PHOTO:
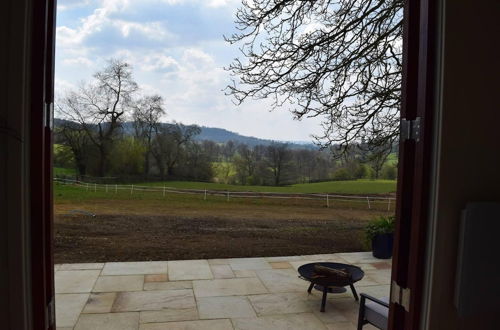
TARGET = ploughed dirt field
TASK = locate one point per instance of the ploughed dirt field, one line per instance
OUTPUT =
(146, 226)
(83, 238)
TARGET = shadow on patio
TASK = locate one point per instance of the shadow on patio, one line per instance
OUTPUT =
(219, 294)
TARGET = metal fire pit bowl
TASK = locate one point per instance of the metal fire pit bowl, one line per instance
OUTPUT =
(326, 285)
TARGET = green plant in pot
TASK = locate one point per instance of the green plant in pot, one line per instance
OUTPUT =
(380, 232)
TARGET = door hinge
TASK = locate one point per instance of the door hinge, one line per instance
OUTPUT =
(48, 114)
(410, 129)
(50, 314)
(400, 296)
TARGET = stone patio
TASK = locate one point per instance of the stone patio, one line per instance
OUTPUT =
(219, 294)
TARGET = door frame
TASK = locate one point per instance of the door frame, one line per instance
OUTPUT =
(419, 93)
(418, 100)
(42, 45)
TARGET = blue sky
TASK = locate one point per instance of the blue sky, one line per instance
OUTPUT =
(177, 50)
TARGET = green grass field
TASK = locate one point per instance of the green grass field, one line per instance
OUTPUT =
(339, 187)
(61, 171)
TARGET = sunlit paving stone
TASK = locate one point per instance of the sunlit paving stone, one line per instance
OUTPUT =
(108, 321)
(228, 287)
(175, 285)
(153, 300)
(75, 281)
(222, 271)
(224, 307)
(280, 303)
(169, 315)
(189, 270)
(135, 268)
(119, 283)
(272, 298)
(301, 321)
(156, 278)
(282, 280)
(69, 307)
(280, 265)
(190, 325)
(100, 303)
(81, 266)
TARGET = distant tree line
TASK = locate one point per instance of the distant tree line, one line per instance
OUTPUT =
(91, 138)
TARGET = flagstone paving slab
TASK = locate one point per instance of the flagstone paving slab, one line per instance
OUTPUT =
(245, 273)
(249, 264)
(84, 266)
(228, 287)
(222, 271)
(155, 278)
(75, 281)
(301, 321)
(224, 307)
(262, 293)
(284, 258)
(135, 268)
(108, 321)
(358, 257)
(280, 265)
(224, 324)
(189, 270)
(69, 307)
(153, 300)
(176, 285)
(280, 303)
(100, 303)
(168, 315)
(282, 280)
(119, 283)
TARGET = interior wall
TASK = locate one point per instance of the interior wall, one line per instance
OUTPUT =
(469, 153)
(14, 175)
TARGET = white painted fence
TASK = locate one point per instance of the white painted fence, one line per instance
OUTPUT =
(330, 199)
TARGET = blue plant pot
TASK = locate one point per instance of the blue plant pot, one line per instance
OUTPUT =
(382, 246)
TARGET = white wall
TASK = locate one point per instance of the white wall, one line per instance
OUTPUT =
(14, 197)
(469, 158)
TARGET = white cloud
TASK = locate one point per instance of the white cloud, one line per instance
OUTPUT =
(187, 71)
(208, 3)
(78, 61)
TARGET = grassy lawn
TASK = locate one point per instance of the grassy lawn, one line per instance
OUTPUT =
(339, 187)
(68, 197)
(61, 171)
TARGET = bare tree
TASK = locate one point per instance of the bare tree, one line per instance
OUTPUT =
(147, 114)
(75, 137)
(339, 60)
(100, 106)
(278, 156)
(169, 145)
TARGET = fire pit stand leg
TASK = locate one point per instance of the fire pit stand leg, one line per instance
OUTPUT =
(310, 288)
(355, 294)
(323, 301)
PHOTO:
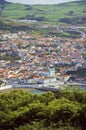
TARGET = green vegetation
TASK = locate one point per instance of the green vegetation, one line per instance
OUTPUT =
(70, 13)
(62, 110)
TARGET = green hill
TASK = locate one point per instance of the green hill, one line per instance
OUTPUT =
(70, 13)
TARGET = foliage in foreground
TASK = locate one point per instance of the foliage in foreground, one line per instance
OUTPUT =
(62, 110)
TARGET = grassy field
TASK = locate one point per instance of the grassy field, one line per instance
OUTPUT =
(46, 13)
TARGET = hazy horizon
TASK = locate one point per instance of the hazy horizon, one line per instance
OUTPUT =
(40, 1)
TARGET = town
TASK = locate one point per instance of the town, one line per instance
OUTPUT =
(49, 61)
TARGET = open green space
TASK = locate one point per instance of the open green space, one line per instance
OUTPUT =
(71, 12)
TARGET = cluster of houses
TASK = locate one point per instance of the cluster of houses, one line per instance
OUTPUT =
(41, 60)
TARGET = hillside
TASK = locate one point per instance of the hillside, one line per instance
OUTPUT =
(70, 13)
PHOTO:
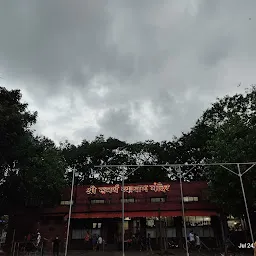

___

__WHAT IS REQUIRED__: Count the lines in the items above that contain the string "plant", and reply with that number alone.

__OUTPUT FOR THIS EXERCISE__: 4